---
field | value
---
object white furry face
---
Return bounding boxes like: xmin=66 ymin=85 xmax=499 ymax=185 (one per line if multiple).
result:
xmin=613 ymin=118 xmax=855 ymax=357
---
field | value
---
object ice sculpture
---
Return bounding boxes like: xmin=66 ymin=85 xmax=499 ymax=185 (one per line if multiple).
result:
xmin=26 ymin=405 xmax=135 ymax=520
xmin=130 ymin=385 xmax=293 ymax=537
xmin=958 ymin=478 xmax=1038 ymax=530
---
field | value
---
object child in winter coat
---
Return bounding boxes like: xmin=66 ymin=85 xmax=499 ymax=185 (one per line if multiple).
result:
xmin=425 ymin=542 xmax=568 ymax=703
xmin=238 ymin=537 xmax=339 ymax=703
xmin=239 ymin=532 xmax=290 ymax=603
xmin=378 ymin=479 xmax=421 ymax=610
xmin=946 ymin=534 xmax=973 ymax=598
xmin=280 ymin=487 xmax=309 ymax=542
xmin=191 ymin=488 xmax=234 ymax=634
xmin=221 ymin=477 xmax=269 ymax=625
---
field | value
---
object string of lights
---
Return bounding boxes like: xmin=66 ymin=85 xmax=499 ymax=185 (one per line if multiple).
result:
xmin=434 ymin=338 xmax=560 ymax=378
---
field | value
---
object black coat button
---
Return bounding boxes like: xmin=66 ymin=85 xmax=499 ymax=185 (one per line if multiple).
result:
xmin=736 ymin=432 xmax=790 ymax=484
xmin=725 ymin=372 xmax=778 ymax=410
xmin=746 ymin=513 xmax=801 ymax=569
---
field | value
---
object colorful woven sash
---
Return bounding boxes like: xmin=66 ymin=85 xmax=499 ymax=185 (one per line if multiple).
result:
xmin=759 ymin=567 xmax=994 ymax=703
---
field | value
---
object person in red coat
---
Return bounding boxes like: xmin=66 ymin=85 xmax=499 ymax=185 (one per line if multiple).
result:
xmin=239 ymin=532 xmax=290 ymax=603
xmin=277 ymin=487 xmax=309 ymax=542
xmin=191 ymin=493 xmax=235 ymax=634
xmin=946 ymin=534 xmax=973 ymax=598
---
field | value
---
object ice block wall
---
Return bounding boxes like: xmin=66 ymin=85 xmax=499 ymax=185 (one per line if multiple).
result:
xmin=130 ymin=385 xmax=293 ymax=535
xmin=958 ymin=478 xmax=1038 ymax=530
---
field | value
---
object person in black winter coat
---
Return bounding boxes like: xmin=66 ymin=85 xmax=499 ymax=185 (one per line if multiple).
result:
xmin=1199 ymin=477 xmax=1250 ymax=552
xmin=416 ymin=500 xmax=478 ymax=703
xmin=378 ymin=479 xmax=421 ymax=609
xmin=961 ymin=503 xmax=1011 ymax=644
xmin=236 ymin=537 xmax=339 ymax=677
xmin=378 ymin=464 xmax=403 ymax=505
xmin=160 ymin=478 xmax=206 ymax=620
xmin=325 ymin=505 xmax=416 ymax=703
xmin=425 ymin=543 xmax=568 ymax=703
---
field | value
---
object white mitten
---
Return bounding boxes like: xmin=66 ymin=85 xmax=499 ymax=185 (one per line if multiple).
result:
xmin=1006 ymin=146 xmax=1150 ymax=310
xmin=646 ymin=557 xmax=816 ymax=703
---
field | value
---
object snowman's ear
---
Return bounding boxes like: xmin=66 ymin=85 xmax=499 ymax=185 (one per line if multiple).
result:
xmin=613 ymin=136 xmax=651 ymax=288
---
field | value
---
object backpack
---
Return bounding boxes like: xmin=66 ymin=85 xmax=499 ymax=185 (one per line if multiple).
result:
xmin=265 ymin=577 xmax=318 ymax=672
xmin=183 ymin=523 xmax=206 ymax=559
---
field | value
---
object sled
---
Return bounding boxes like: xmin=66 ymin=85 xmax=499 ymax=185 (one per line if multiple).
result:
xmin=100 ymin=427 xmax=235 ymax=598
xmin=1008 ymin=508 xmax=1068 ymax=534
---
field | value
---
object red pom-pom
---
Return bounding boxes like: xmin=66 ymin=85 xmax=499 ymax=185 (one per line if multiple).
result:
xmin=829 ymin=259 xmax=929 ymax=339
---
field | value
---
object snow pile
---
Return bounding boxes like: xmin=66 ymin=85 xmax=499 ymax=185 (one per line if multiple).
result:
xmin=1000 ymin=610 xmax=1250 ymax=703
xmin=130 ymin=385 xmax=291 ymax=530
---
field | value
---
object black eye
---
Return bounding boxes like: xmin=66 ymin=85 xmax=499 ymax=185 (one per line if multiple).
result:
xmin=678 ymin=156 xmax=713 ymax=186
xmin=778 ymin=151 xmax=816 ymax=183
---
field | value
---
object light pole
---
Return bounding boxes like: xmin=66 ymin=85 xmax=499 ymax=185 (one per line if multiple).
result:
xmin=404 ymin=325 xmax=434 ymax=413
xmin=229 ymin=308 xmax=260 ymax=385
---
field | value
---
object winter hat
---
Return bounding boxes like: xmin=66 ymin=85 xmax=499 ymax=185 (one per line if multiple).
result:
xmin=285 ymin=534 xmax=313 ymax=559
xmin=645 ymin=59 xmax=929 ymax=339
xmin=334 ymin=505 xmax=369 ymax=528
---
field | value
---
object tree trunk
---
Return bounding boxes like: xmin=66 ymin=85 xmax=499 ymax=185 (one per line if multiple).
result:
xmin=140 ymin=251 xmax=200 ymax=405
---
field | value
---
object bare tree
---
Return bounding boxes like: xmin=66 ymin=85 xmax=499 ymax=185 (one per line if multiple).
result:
--*--
### Do this:
Pick out every line in the rows above that contains the word "black", matching case exactly.

### Full output:
object black coat button
object person in black winter coat
object black eye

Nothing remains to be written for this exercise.